§ **INSTRUCTIONS TO FOLLOW**
Select each line of the rows below that contains the word "from" and copy those lines.
──────
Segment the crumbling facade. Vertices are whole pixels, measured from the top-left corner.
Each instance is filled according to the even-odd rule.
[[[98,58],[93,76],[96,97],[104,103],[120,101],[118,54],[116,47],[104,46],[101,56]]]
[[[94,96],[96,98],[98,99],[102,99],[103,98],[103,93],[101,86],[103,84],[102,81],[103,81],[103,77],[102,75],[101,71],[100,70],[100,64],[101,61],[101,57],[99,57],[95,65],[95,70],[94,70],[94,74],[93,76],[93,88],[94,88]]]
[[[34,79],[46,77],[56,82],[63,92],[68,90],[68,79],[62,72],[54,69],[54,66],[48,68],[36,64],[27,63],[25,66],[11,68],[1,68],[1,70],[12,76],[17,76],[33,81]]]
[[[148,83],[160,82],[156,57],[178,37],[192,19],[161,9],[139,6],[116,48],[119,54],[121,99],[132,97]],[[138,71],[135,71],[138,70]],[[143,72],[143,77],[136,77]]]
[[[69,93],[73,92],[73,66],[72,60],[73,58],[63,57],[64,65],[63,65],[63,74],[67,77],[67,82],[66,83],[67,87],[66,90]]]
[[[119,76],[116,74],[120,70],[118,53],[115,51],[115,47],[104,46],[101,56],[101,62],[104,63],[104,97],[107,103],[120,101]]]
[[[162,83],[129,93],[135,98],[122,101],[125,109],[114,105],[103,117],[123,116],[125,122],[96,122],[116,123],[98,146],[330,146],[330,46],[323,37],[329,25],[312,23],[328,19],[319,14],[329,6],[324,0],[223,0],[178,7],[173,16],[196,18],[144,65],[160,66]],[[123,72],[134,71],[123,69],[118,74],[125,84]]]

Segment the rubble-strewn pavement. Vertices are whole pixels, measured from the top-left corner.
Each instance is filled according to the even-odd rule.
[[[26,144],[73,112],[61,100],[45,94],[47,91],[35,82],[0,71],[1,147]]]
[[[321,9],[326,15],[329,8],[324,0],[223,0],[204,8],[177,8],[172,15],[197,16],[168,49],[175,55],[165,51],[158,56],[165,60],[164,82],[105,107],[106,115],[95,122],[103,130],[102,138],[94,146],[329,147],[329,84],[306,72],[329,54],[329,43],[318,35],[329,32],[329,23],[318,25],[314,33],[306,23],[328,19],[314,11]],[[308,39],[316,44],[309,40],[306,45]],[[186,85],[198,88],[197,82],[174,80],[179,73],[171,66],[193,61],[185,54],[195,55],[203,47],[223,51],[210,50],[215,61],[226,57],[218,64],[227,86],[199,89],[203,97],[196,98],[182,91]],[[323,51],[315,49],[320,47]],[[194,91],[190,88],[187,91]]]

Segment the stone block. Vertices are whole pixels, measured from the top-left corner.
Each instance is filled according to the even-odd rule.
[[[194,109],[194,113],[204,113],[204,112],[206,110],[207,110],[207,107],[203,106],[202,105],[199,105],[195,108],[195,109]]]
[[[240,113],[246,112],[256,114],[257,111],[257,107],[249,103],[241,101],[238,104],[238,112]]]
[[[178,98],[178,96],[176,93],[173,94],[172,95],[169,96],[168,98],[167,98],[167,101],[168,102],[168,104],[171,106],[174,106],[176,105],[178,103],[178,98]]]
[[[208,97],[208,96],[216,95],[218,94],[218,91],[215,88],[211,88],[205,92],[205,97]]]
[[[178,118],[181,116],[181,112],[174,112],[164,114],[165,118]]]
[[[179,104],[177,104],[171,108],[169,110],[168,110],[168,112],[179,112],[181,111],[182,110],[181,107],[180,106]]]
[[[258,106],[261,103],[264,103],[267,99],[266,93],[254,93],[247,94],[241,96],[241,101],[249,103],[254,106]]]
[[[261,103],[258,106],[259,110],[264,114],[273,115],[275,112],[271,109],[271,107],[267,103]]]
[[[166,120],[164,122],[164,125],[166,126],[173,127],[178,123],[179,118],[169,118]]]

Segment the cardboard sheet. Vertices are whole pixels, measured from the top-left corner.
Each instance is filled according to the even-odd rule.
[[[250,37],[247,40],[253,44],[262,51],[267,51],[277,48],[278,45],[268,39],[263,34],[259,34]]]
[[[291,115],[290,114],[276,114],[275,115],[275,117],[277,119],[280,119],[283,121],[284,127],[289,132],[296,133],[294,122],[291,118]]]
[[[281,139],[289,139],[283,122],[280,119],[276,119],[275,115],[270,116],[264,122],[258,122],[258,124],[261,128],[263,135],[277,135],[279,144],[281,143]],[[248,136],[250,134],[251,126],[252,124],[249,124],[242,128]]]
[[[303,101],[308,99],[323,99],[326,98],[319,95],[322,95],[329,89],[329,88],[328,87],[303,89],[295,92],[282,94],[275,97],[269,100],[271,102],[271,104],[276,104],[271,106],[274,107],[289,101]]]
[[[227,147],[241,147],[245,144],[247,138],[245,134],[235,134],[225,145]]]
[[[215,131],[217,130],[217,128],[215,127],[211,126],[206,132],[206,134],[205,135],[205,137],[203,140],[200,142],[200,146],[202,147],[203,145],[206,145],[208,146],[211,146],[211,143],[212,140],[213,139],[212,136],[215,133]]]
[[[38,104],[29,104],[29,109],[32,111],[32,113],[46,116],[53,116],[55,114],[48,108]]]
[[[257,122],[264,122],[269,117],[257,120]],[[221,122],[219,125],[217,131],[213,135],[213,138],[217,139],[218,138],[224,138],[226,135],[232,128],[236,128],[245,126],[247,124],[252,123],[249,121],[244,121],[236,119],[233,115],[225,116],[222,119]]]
──────
§ **THE RESPONSE**
Segment the crumbling facade. Vertices are whole pixels, measured from the top-left corner.
Segment the rubble-strewn pavement. Vertices are whole pixels, measured from the top-left corner.
Segment the stone block. Vertices are whole pixels, measured from the top-left corner.
Segment the cardboard sheet. Vertices are whole pixels, measured from the top-left corner.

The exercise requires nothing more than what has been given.